- _DOCUMENT SECTION_:
▬▬▬
# Mini Travel Band Jig



## Metropolicity (Aug 22, 2013)

I have a feeling I'll be making some bb bands while down at ECST so I knocked up a quick little jig.

I forget where the table clamp hardware came from, maybe my mini chop saw.

One clamp and two different peg sizes. Not really needed but it's there.


----------



## BCLuxor (Aug 24, 2010)

What are the clamps called Eric , that's way cool


----------



## quarterinmynose (Jan 21, 2012)

Very nice. Good compact jigs are awesome. They certainly do come into their own while travelling.

I absolutely love my jig/band supply case Mr. D. Riley hooked my up with, everything you could need for a weekend in one case.


----------



## JTslinger (Jan 26, 2015)

That is awesome!


----------



## squirrel squasher (May 17, 2013)

That is sweet!


----------



## pgandy (Aug 15, 2011)

:thumbsup:


----------



## Metropolicity (Aug 22, 2013)

BCLuxor said:


> What are the clamps called Eric , that's way cool


They are toggle clamps.


----------



## JonM (Aug 17, 2013)

You can use the rocker universal fence clamp for a table clamp if you have a pair for your table saw.


----------



## Metropolicity (Aug 22, 2013)

JonM said:


> You can use the rocker universal fence clamp for a table clamp if you have a pair for your table saw.


Probably, I had this one in a junk drawer and it'll live permanently on this jig.
▬▬▬
- _TASK A_: Please quote the forum thread about the mini travel band jig in full, word for word.

Region labeling records
▬▬▬
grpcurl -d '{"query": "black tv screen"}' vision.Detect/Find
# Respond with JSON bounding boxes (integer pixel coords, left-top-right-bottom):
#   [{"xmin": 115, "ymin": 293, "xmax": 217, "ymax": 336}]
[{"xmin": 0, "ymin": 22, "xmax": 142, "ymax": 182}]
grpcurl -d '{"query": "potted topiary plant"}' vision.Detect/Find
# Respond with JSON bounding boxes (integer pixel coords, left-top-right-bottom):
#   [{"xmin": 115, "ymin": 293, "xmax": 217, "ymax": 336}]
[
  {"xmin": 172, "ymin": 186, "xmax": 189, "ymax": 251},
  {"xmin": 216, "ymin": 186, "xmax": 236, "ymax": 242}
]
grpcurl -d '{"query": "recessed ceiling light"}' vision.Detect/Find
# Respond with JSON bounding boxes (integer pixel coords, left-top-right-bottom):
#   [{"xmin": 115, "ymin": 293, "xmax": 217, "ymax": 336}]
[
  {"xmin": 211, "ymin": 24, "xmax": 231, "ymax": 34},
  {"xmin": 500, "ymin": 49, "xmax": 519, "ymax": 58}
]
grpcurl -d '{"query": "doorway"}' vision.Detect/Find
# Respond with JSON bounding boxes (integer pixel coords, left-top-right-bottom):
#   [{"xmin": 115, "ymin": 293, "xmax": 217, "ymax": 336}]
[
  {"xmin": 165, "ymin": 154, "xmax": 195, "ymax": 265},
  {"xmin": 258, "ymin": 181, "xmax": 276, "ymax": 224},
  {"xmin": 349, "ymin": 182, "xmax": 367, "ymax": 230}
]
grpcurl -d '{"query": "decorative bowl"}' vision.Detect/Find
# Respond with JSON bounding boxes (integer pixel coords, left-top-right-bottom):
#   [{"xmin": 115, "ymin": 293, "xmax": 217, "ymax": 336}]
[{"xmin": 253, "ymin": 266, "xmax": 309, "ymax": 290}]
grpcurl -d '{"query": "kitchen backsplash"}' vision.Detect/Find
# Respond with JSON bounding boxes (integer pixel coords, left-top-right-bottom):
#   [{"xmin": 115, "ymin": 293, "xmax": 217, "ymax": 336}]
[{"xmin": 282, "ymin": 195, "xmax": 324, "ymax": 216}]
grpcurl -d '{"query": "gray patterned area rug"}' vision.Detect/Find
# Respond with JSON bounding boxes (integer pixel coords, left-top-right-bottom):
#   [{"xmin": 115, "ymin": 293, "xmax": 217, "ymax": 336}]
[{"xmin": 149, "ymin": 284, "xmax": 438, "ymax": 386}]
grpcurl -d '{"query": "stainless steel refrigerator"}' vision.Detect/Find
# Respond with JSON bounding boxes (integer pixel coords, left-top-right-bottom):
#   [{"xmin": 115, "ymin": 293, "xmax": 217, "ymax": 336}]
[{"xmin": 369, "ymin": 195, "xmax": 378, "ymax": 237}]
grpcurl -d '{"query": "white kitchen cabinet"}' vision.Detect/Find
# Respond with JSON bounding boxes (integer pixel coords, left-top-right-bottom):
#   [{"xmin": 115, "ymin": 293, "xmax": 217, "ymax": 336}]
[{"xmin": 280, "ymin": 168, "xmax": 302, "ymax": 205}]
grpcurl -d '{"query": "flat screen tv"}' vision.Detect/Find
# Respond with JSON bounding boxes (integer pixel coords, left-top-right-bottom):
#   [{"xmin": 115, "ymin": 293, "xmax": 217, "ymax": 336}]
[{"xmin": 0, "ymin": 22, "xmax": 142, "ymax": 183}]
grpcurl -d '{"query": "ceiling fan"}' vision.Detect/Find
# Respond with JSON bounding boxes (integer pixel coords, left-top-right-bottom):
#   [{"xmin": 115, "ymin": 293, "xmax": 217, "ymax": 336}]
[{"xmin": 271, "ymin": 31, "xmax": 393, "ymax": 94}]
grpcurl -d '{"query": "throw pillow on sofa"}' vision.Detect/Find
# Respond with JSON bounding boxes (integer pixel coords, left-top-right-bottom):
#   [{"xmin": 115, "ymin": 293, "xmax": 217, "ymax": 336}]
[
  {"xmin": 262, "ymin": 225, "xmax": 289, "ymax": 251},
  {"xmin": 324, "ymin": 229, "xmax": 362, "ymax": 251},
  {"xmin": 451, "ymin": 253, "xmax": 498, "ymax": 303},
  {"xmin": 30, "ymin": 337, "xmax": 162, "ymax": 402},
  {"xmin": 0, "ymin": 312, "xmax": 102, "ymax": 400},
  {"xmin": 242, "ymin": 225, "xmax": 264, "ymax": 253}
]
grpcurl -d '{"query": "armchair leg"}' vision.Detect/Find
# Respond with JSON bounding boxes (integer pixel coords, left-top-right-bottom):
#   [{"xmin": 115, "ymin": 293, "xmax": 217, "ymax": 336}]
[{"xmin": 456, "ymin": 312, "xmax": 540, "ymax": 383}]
▬▬▬
- _TASK B_: Count the lines in the records that contain the string "screen", treating case as significant. Give only the number.

- _WRITTEN RESPONSE A_:
# Mini Travel Band Jig



## Metropolicity (Aug 22, 2013)

I have a feeling I'll be making some bb bands while down at ECST so I knocked up a quick little jig.

I forget where the table clamp hardware came from, maybe my mini chop saw.

One clamp and two different peg sizes. Not really needed but it's there.


----------



## BCLuxor (Aug 24, 2010)

What are the clamps called Eric , that's way cool


----------



## quarterinmynose (Jan 21, 2012)

Very nice. Good compact jigs are awesome. They certainly do come into their own while travelling.

I absolutely love my jig/band supply case Mr. D. Riley hooked my up with, everything you could need for a weekend in one case.


----------



## JTslinger (Jan 26, 2015)

That is awesome!


----------



## squirrel squasher (May 17, 2013)

That is sweet!


----------



## pgandy (Aug 15, 2011)

:thumbsup:


----------



## Metropolicity (Aug 22, 2013)

BCLuxor said:


> What are the clamps called Eric , that's way cool


They are toggle clamps.


----------



## JonM (Aug 17, 2013)

You can use the rocker universal fence clamp for a table clamp if you have a pair for your table saw.


----------



## Metropolicity (Aug 22, 2013)

JonM said:


> You can use the rocker universal fence clamp for a table clamp if you have a pair for your table saw.


Probably, I had this one in a junk drawer and it'll live permanently on this jig.

- _WRITTEN RESPONSE B_: 2